Task directions
Continue the passage below about building specialized applications with small local models, starting right after its last sentence.

Passage provided
□ □ □ □ □

I’ve been experimenting with local models for a while now, and the progress in making them accessible has been exciting. Initial experiences are often fantastic, many models, like Gemma 3 270M, are lightweight enough to run on common hardware. This potential for broad deployment is a major draw.

However, as I’ve tried to build meaningful, specialized applications with these smaller models, I’ve consistently encountered challenges in achieving the necessary performance for complex tasks. For instance, in a recent experiment testing the tool-calling efficiency of various models, we observed that many local models (and even several remote ones) struggled to meet the required performance benchmarks. This realization prompted a shift in my strategy.

I’ve come to appreciate that simply relying on small, general-purpose models is often insufficient for achieving truly effective results on specific, demanding tasks. Even larger models can require significant effort to reach acceptable levels of performance and efficiency.

□ □ □ □ □

Available data
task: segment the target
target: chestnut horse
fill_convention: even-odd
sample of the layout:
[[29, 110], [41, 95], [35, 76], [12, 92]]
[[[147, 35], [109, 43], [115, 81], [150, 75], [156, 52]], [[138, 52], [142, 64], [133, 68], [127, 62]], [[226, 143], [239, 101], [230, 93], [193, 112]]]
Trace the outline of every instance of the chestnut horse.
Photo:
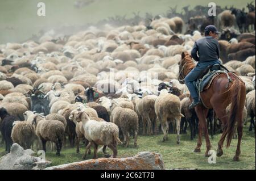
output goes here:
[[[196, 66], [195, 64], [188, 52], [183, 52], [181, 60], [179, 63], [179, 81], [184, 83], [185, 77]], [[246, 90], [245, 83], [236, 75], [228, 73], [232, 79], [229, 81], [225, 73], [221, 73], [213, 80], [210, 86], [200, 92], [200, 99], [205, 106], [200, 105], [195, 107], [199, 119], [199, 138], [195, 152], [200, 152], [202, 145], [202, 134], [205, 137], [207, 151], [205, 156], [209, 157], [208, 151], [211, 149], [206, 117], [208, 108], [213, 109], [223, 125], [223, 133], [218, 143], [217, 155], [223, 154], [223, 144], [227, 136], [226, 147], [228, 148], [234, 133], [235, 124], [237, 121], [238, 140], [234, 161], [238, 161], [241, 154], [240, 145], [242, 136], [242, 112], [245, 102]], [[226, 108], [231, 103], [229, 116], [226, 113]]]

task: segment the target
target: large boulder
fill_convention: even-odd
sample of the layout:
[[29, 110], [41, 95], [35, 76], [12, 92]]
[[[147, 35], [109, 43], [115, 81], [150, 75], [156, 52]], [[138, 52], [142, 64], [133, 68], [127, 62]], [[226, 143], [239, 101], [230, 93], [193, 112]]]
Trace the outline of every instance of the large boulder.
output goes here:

□ □ □ □ □

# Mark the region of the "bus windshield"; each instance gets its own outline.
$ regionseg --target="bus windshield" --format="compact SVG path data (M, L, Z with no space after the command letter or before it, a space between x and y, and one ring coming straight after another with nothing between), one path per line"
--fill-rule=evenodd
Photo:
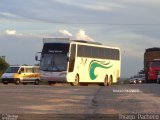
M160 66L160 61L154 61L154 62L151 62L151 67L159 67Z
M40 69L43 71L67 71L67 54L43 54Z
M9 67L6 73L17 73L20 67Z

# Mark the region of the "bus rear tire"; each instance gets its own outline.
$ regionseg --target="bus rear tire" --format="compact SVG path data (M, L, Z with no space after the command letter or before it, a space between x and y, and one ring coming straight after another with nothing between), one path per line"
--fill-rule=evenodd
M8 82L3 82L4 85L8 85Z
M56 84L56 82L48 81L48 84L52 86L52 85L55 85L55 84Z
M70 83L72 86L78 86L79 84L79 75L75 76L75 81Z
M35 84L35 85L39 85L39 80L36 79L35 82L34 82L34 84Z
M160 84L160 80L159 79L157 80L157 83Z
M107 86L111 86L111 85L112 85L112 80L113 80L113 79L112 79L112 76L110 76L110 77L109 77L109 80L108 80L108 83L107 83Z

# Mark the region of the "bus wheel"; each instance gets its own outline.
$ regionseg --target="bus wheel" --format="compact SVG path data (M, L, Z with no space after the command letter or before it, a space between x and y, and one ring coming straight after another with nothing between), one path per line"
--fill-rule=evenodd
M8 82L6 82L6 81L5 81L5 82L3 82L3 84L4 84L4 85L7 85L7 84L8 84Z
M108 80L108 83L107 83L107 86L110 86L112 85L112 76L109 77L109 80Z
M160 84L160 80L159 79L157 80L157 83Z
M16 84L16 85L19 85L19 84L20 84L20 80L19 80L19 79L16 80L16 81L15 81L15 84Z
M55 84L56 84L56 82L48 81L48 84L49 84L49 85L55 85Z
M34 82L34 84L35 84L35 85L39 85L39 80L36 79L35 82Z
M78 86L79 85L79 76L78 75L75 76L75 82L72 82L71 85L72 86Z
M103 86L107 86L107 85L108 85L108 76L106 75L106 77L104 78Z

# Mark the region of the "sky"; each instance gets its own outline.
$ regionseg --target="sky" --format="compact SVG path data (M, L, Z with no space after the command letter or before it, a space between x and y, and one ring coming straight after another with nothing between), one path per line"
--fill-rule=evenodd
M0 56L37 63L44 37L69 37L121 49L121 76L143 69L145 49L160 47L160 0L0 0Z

□ □ □ □ □

Answer for this exercise
And yet, the potential of local models is too compelling to set aside. The advantages are significant:

Privacy

Offline capabilities

No token usage costs

No more “overloaded” error messages

So I started looking for alternatives, and that’s when I came across Unsloth, a project designed to make fine-tuning models much faster and more accessible. Its growing popularity (star history) made me curious enough to give it a try.

In this post, I’ll walk you through fine-tuning a sub-1GB model to redact sensitive info without breaking your Python setup. With Docker Offload and Unsloth, you can go from a baseline model to a portable, shareable GGUF artifact on Docker Hub in less than 30 minutes. In part 2 of this post, I will share the detailed steps of fine-tuning the model. 

Challenges of fine-tuning models

Setting up the right environment to fine-tune models can be… painful. It’s fragile, error-prone, and honestly a little scary at times. I always seem to break my Python environment one way or another, and I lose hours just wrestling with dependencies and runtime versions before I can even start training.

Fortunately, the folks at Unsloth solved this with a ready-to-use Docker image. Instead of wasting time (and patience) setting everything up, I can just run a container and get started immediately.

Of course, there’s still the hardware requirement. I work on a MacBook Pro, and Unsloth doesn’t support MacBooks natively, so normally, that would be a deal-breaker.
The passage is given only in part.